Exercise prompt
Report how many lines of the material below contain the string "fountain". Give only the number.

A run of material
◆ ◆ ◆ ◆ ◆ ◆ ◆

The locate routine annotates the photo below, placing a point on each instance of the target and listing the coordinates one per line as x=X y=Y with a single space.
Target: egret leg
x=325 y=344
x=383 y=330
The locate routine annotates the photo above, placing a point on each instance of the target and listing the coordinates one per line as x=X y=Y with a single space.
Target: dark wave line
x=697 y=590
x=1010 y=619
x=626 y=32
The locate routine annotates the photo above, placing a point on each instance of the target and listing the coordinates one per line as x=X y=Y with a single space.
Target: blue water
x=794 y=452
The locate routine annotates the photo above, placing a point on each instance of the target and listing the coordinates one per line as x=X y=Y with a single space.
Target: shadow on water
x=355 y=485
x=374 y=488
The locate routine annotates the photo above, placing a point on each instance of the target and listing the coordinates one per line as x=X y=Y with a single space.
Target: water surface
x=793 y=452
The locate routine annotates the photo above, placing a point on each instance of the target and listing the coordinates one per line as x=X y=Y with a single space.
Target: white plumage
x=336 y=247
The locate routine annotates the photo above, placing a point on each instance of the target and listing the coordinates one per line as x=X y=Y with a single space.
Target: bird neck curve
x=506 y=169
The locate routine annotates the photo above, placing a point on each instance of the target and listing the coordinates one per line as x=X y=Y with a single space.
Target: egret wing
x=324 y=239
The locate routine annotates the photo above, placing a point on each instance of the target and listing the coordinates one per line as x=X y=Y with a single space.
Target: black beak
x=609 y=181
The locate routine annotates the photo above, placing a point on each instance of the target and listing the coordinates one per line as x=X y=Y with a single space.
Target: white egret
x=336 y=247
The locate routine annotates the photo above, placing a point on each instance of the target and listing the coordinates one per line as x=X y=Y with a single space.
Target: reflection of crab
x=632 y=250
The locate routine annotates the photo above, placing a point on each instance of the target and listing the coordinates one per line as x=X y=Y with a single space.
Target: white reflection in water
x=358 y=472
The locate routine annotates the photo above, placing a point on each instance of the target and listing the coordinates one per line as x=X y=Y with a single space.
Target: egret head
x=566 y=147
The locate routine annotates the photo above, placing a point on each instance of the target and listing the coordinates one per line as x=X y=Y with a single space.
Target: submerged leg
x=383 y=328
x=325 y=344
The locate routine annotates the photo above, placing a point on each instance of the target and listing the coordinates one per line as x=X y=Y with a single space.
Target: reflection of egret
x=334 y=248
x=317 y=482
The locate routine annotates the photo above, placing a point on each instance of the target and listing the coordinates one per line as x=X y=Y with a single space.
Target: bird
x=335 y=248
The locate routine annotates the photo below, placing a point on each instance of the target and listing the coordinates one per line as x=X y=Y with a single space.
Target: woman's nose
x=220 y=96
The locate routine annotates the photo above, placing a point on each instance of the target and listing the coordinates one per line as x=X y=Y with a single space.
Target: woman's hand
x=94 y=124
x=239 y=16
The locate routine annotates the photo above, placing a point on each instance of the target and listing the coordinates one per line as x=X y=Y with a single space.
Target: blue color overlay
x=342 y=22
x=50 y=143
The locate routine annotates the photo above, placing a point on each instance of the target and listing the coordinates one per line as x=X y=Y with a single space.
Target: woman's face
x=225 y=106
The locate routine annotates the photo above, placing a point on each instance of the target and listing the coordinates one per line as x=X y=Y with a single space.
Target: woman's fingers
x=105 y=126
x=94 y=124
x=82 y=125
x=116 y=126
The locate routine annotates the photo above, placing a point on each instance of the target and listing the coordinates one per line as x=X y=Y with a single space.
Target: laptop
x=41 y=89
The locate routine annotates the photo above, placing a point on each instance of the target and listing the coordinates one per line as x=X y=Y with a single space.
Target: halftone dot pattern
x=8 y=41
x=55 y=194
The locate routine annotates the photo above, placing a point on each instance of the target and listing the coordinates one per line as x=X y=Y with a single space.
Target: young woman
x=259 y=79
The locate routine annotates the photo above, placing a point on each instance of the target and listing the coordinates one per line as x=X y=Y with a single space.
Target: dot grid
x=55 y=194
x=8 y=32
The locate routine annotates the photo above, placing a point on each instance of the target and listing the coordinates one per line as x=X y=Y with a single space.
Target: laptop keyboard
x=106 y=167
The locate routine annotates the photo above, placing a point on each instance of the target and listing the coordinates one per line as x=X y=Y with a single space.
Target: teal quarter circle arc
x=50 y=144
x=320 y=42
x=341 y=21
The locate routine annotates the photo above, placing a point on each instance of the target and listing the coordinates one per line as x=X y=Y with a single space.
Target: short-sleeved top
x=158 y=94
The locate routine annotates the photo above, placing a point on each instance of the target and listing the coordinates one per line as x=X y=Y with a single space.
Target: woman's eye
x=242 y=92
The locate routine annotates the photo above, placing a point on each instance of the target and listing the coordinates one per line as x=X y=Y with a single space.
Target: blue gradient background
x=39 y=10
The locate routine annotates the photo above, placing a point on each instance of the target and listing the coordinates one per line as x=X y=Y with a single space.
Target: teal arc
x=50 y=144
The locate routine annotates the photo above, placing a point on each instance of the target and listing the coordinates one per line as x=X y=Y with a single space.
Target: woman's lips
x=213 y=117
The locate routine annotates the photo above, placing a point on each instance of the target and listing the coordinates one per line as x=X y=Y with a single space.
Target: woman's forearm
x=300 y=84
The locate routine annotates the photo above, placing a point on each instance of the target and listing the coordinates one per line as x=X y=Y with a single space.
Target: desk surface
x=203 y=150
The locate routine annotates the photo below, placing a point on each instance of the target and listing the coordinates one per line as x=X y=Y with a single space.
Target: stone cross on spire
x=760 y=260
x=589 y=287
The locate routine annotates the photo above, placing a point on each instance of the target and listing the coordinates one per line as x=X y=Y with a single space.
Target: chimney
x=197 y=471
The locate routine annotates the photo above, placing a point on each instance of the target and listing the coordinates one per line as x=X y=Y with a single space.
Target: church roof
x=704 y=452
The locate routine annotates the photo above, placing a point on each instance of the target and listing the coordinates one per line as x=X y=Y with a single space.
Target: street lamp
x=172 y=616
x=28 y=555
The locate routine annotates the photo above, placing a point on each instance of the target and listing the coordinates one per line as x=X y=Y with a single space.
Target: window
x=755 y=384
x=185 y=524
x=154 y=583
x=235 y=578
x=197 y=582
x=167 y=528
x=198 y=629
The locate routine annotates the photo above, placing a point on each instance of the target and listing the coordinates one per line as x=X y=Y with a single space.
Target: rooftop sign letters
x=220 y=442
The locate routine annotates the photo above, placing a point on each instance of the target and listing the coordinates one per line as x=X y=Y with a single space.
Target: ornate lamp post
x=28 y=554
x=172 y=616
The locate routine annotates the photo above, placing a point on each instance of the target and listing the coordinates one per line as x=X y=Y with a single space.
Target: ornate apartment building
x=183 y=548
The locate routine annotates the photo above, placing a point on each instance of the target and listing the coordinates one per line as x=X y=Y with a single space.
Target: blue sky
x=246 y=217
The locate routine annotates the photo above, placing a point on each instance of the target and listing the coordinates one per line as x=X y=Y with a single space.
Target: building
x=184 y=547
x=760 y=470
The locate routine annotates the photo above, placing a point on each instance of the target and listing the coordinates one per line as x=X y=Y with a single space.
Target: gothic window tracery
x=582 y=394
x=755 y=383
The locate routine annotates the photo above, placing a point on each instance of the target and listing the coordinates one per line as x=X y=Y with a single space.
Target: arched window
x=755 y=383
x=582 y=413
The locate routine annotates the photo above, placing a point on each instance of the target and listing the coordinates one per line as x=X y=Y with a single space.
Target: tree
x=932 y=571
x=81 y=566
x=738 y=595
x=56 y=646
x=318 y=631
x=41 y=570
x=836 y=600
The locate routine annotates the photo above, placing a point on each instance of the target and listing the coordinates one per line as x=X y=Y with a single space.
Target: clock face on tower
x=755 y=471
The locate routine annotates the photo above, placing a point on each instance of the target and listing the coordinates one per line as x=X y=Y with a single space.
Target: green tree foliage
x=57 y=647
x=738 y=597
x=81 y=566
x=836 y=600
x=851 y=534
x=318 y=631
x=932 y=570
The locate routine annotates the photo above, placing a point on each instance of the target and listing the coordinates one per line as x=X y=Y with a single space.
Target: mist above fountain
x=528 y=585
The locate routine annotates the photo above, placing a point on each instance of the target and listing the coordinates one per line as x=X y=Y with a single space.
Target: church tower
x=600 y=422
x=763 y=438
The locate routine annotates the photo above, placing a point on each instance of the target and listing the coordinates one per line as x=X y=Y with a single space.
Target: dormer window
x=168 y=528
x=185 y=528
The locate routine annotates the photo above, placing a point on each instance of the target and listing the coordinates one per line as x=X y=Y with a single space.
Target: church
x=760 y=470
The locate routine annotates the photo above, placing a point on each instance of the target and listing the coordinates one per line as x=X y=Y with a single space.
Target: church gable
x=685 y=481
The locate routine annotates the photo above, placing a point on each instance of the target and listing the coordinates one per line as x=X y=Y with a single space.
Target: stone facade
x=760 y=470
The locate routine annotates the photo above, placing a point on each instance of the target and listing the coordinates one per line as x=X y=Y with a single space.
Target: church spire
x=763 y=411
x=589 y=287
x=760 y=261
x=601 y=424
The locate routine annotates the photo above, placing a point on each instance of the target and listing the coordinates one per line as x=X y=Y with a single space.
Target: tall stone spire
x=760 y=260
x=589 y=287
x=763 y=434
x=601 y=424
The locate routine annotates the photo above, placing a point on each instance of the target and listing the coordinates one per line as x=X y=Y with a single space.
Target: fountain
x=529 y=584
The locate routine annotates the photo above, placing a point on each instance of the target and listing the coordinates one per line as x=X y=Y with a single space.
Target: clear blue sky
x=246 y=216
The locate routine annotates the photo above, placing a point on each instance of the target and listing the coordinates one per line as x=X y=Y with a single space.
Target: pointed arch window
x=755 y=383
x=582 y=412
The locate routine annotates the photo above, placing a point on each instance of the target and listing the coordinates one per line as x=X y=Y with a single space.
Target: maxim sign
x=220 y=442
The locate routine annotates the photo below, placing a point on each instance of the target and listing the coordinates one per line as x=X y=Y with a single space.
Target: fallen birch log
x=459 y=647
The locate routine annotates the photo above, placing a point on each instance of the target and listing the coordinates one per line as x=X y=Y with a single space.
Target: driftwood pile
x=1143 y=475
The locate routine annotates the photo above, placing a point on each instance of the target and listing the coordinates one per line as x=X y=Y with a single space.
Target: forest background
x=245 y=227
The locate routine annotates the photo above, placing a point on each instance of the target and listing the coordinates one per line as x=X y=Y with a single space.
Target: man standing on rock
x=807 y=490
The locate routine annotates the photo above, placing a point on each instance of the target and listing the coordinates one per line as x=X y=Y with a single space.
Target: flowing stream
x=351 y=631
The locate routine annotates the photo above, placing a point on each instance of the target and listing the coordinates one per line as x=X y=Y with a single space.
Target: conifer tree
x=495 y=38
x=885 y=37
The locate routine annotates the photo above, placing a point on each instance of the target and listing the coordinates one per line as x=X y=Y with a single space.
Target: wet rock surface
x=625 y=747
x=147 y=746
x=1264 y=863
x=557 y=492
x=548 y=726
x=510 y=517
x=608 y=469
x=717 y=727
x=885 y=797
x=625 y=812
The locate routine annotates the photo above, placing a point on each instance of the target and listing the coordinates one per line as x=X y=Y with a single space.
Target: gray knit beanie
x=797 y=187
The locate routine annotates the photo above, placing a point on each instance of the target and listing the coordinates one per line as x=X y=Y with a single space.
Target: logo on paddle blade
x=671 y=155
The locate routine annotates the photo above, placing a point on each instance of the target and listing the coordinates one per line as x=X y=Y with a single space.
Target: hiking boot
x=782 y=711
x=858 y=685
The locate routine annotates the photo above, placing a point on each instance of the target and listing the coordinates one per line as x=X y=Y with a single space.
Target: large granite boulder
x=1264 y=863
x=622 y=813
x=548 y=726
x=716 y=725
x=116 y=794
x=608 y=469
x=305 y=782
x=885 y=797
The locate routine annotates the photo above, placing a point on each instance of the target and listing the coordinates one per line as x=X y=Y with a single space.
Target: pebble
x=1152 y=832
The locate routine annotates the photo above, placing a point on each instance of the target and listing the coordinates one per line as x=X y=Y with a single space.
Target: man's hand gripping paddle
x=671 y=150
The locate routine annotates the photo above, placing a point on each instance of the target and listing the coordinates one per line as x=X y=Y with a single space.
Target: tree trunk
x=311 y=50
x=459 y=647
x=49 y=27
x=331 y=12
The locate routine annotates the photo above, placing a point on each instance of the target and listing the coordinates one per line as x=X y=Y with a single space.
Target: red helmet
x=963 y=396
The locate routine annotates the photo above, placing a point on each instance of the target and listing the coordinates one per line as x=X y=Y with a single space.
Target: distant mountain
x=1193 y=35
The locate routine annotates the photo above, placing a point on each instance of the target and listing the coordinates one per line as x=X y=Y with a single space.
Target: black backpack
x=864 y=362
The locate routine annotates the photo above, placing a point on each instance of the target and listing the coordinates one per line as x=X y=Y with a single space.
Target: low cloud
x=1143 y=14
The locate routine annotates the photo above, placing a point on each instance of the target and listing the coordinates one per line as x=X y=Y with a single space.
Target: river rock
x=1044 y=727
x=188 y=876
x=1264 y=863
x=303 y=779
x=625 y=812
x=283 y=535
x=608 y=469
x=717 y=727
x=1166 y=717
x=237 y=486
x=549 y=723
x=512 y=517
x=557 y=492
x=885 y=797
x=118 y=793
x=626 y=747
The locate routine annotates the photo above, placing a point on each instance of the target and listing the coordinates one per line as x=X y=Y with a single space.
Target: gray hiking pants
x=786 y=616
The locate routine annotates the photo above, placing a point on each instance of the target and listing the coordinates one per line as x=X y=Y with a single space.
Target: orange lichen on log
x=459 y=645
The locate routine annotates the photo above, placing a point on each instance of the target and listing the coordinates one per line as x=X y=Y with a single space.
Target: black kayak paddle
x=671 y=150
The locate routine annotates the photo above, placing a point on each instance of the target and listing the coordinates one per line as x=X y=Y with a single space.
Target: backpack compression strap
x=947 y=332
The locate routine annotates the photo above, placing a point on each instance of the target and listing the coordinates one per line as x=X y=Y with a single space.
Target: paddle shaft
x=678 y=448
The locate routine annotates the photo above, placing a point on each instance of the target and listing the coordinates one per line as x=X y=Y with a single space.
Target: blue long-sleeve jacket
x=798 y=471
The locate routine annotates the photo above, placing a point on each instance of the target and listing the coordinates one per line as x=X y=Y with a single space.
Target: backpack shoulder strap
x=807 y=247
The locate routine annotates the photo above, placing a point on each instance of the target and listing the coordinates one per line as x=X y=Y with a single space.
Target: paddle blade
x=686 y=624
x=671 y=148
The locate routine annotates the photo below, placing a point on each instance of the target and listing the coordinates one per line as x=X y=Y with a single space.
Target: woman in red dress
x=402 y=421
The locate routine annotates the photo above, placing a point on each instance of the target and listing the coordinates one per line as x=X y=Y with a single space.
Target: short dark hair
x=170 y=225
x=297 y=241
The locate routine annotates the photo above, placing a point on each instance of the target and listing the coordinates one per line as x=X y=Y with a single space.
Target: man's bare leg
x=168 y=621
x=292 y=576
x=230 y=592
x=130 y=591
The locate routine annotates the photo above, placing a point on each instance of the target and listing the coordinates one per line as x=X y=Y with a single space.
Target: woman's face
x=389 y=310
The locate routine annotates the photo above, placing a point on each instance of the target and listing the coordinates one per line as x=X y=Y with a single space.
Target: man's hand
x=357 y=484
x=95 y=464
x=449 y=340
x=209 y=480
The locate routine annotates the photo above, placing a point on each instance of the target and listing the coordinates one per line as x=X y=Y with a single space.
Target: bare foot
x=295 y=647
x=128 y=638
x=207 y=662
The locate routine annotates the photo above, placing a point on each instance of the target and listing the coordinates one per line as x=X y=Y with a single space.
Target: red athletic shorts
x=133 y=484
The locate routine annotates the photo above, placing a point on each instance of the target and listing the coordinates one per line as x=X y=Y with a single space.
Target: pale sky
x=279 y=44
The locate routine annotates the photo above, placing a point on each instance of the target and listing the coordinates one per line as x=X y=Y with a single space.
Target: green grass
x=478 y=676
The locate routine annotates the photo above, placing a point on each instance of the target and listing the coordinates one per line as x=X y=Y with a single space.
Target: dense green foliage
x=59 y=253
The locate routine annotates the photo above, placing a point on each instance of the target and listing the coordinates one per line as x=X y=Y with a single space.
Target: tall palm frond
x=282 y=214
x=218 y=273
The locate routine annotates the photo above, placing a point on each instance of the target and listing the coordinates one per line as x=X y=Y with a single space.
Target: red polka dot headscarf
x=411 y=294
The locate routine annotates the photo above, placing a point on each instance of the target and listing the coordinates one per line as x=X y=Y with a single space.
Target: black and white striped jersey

◆ ◆ ◆ ◆ ◆ ◆ ◆

Reply
2